**Your task:** Gather every line of the material below that contains the word "water". Letter case matters.

**Data:**
BEGIN
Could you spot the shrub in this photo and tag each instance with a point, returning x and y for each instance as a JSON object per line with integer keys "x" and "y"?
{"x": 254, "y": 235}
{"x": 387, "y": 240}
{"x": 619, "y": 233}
END
BEGIN
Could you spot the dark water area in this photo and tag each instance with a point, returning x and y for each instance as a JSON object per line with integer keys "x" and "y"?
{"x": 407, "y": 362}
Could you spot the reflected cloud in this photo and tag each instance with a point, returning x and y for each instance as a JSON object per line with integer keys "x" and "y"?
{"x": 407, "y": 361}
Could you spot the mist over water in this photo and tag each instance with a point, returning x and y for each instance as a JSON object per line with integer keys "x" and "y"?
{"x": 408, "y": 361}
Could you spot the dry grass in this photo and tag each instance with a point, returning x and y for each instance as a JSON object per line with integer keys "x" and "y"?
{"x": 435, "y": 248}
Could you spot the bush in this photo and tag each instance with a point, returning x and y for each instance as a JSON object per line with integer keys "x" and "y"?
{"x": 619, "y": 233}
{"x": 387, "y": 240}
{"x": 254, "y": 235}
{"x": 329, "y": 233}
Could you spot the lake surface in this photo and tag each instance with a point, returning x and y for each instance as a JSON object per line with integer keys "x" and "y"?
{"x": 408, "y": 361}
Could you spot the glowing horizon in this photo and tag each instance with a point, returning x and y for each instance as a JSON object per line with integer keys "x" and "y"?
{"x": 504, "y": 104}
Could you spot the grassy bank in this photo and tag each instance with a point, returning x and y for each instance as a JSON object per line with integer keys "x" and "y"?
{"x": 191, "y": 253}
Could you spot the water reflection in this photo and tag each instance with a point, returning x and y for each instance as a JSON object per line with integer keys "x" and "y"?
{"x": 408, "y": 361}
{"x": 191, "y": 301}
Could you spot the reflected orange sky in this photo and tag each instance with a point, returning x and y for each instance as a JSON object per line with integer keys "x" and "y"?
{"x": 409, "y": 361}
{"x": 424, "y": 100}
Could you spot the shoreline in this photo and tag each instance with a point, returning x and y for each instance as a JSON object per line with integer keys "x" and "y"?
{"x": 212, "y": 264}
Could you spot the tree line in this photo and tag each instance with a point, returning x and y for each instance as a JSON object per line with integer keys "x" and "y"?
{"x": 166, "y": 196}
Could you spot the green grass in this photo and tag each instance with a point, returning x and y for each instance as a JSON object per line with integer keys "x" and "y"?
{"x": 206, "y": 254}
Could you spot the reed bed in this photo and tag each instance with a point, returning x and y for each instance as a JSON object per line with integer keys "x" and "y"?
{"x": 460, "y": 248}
END
**Exercise answer:**
Could you spot the dark water area in this photo and tag each instance with a point, returning x and y for each instance as a JSON object per line with integer keys "x" and "y"?
Could you spot the mist over water in this photo and tag each instance with a point, returning x and y for each instance as a JSON object per line with integer keys "x" and "y"?
Could you spot the water reflection in this photo and tag each instance with a point, returning x and y for each instance as a JSON object per line with integer keys "x" and "y"?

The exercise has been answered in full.